# [WHAT TO PRODUCE]
Reproduce the passage of the column starting at "A drama in which" and ending at "has become Disneyfied.", word for word.

Gods who engage in lying and deceit, or turn themselves into various animals for the purpose of surprising, and having sex with, unsuspecting female mortals, seem to have been banned from American television.
A drama in which Medea murders her children is considered unsuitable for home viewing among the families who loved Silence of the Lambs. The Greek gods, who seem to me the most believable of deities, are definitely out in a land where mythology has become Disneyfied.
So it was with relief that I turned to dramatising, again for America, a story from the Old Testament, only to find that its God has a great deal in common with the unpredictable inhabitants of Mount Olympus. He also demands frequent burnt offerings and is furious if he doesn't get them. He also has a contemporary interest in ethnic cleansing, and how will a politically correct audience react to King David who delivered 500 Philistine foreskins to Saul and, when attacking Jerusalem, called out, "Does anybody here hate the Jebusites as much as I do?"? The place for religion, if only on television, is plainly after the watershed.
C M Bowra wrote: "A people gets the gods it deserves. The grinning, gloating ogres of the Aztecs mirrored a race barbarised by constant war."
So the Greek gods are as louche, and often as charming, as their worshippers. The God of Israel is extremely nationalistic and frequently cross. The Scottish God is prim and meticulous and the American God, on the networks, wishes to be taken literally and prefers large financial contributions to burnt offerings.
When I was at school I was introduced to the Church of England God, a well-intentioned old gent who doesn't care too much for religion.
WHATEVER YOU may think of Tony Blair, his behaviour in Northern Ireland was little short of heroic. Here was Blair at his best, prepared to spend days and nights closely closeted with some of the world's most boring bigots and still able to come up smiling. As he pursued his tireless negotiations, I knew just how he was behaving. He was, once again, Blair the young barrister trying desperately to settle a case "at the door of the court". I remember just what it was like. The judge was being kept out of court and was in his room drinking coffee and doing the Times crossword, an occupation that wouldn't keep him quiet forever. So the barrister went up and down the corridor, speaking to the lawyers of different parties, offering a piece of the action to one, a crumb of comfort to another, a promise to pay costs or make an apology in open court, every word of which would be picked over.
The deadline was fixed; the judges' clerk said his Lordship can't be kept out for ever. You spoke a slightly different language to each party and the most difficult person was always your own client. You'd save your customers from a prolonged and hugely expensive battle, and, however slight the cost, they would find it hard to swallow. Like the contestants in Northern Ireland, who have come prepared for a fight, and are keenly looking forward to it. They would rather risk everything than be cheated out of a chance to vilify the opposition. Your heart sinks when they tell you they only want "justice", a vague conception to which they are probably not entitled and which may do them more harm than good.

# [RECORDS SHOWN]
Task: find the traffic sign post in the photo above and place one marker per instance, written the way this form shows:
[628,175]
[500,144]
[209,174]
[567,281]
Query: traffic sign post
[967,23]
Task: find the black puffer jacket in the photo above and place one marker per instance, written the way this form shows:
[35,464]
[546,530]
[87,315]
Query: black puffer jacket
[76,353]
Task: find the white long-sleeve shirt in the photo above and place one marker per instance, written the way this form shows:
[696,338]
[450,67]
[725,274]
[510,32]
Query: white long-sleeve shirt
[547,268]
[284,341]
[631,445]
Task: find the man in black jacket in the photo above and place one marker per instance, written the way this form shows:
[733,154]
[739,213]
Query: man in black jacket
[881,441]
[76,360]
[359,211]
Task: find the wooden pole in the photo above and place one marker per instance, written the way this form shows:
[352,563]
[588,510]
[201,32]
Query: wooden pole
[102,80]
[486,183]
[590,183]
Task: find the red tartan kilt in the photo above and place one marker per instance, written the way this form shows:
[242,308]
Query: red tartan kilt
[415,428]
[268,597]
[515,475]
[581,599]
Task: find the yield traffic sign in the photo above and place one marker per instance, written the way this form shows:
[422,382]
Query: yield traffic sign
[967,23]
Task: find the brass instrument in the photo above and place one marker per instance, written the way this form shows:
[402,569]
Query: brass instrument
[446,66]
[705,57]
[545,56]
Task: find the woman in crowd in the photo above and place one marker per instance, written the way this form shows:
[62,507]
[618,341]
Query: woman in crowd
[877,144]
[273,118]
==
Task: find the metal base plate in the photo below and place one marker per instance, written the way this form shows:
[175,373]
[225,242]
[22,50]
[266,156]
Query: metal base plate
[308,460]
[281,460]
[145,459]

# [EXERCISE SOLUTION]
A drama in which Medea murders her children is considered unsuitable for home viewing among the families who loved Silence of the Lambs. The Greek gods, who seem to me the most believable of deities, are definitely out in a land where mythology has become Disneyfied.